## The task
With the images removed, write out each record exactly as given.

┌────────

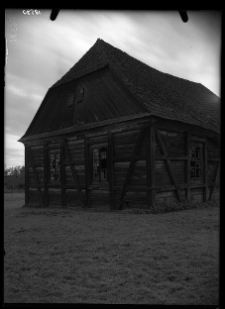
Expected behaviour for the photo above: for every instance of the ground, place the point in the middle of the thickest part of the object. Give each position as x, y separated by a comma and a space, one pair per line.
75, 256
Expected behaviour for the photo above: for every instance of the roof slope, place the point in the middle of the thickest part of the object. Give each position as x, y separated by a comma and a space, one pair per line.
163, 95
160, 94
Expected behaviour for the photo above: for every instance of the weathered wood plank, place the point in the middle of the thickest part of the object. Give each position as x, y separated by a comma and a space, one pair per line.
215, 181
168, 164
36, 178
132, 165
73, 171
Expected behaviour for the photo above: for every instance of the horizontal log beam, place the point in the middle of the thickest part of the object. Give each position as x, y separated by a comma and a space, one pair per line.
172, 158
127, 159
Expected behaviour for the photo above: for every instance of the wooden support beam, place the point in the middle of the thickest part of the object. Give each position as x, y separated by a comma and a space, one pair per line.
168, 163
87, 173
73, 172
205, 178
132, 165
214, 181
62, 172
111, 170
46, 172
26, 175
36, 178
150, 165
188, 166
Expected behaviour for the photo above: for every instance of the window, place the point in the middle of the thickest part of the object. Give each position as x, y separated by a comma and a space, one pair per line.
70, 99
195, 162
55, 166
100, 164
80, 95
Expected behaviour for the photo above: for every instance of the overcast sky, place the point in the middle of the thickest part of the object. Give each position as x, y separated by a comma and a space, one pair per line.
39, 51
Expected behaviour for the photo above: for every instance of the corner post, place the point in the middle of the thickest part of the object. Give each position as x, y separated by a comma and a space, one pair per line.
46, 172
62, 174
150, 165
205, 178
188, 151
111, 171
87, 173
26, 175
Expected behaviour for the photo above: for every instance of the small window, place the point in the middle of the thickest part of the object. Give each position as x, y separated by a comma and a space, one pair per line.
55, 166
70, 99
195, 162
80, 95
100, 164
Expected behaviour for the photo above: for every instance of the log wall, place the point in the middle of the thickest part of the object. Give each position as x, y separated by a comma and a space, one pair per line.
148, 164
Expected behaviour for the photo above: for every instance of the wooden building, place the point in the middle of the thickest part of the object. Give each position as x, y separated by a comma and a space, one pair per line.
114, 132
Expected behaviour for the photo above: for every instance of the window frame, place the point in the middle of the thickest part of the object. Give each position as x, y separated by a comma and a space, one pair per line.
57, 167
196, 162
100, 150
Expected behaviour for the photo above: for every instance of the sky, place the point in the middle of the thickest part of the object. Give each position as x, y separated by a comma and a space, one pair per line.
40, 51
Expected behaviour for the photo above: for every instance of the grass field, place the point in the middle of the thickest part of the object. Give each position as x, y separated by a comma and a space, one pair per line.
74, 256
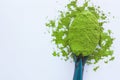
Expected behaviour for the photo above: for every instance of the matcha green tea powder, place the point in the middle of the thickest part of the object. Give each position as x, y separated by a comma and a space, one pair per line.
79, 31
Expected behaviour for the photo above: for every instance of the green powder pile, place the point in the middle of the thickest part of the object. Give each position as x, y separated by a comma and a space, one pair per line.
79, 31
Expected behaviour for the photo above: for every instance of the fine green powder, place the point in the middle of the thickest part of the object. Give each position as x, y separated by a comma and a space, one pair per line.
79, 31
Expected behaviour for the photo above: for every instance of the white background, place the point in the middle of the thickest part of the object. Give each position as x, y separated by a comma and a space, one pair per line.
25, 46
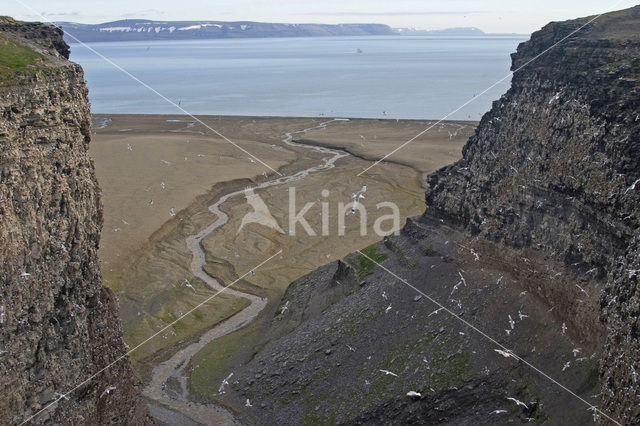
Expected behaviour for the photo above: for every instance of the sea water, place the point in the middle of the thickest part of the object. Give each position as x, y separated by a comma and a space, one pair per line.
367, 77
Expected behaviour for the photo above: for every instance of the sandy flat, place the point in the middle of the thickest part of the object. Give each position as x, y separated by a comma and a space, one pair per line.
184, 166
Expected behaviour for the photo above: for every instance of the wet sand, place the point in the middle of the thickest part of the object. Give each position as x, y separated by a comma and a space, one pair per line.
145, 251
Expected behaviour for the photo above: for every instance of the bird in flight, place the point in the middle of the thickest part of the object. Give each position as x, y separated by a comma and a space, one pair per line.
356, 199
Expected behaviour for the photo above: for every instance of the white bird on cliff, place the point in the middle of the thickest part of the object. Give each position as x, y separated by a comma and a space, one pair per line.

└────────

## Exercise response
Expected behaviour for the photo above: for every instance of the ground, place the point in the middle of the thickest part of the object. Give each position as x, y separated by a comma and a space, one pair per line.
75, 256
Expected behaviour for the photo above: for every instance of the roof slope, place the point in the middle of the thickest part of the object. Give each position as x, y separated by a comma and a space, one pair per line.
163, 95
160, 94
Expected behaviour for the photo above: for every instance of the weathered wood plank, place the point in the middle of the thickest part of the object. Give each position as x, y separated by a comma and a space, one pair per line.
215, 181
168, 164
36, 178
132, 165
73, 171
Expected behaviour for the photo above: for every instance of the horizontal log beam, place the point in the middle of the thickest part of the object. Give each position as x, y separated by a comma and a space, one pair per line.
172, 158
127, 159
Expected behaviour for the photo above: for every instance of the wooden support beam, place the point in the middle of the thickest part of the object. Give each position as x, y separated by a comma and a space, one pair per line.
168, 163
87, 173
73, 172
205, 178
132, 165
214, 181
62, 172
111, 170
46, 172
26, 175
36, 178
150, 165
188, 166
Expected behaviour for the photo above: for every instance of the window, place the point in the middle of the thickest part of the object. Give each position as x, y separated by a comma and a space, one pair per line.
70, 99
195, 162
55, 166
100, 164
80, 95
Expected behaviour for the photo above: for every instance of the overcast sky, place the point in the middle of the thickest part of the object. Give each position as x, y separated by a comma and a space, one pair per line.
39, 51
Expected behaviour for the photo above: for every instance of the corner post, place the point in the middle of the thickest part of the object. Give each position as x, y separated by a comma and a space, one pair per line.
46, 172
62, 174
150, 165
205, 178
188, 151
111, 171
87, 173
26, 175
Expected behaviour for the photo above: for every instance of the small window, place the point in the middle of the thickest part of the object. Give each position as x, y separated by a comma and a space, one pair per line.
55, 166
70, 99
195, 162
80, 95
100, 164
Expected behaviour for the photo above: for every instance of the log wall, place the point in the middle of the thickest part of the object. Give each position as x, y separated by a comma and a space, one pair per line.
148, 164
Expected behaviour for the photo above: for every instance of the wooden building, place the point in the middle of the thickest part of the object. Give each position as x, y separated by a comma and a space, one pair per line.
114, 132
Expected behaviour for the photo above: for every instance of the window frame, place the point in the middle of the thickest part of the object. Give each position as x, y separated by a comma and a space, one pair per line.
57, 167
196, 162
100, 150
Expected behaviour for the photo above: for every instance of the sky, place the point in the middle of the thickest part of the object. Give each position as x, y separated by a comma and a space, one pair per line.
40, 51
Expected behaviour for the photo above: for every instance of the grass field, place the point in the middle of the thickest part of the object. Give each position as x, y separated by a comma and a space, one pair per line.
74, 256
Expected behaviour for the photo above: for every instance of the matcha green tea powder, place the point in the middle of the thickest part of the object. Give each position as x, y separated by a comma and a space, one pair per line.
79, 31
Expected behaviour for the photo above: for every instance of the green powder pile, place the point in the middle of the thickest part of the object. Give each position as x, y separated by a comma and a space, one pair per line.
79, 31
Expected behaviour for the photo above: for every instance of the fine green powder, place the point in the middle of the thickest part of the object. Give each position as x, y separated by a comma and a space, one pair per line.
79, 31
Expected behaviour for the photo above: for every instance of the white background, place the point in the middle of the thickest part of the object. Give each position as x, y separated by a comma and a space, one pair per line.
25, 46
Expected behaviour for the photo above: for every instance of the sea water, place the point in the middle of the thickest part of the object. Give each position as x, y separated by a comma and a space, one pair per line.
367, 77
Expected behaviour for the photo above: for every instance of the sandy flat, place the point in the middle of the thickest part of the object. Give each position as x, y separated by a comma and a space, one pair per line.
184, 166
Expected behaviour for the photo above: for every instance of the wet sand, place the point in the middle of the thickest part of the object. Give each position as x, y separated by a comma and a space, one pair per line.
145, 251
Expected behaviour for the photo above: for every instance of the bird in flight, place the point in the middle of the thickest part of the object. Give each position as x, y separated by a comma and a space, one pair per line.
356, 199
Expected behaviour for the photo above: for every instance of the white bird on cliff, place the point in the middle of the thickest part of the object. Give each position as x, y separated by a comma and a space, one pair per line.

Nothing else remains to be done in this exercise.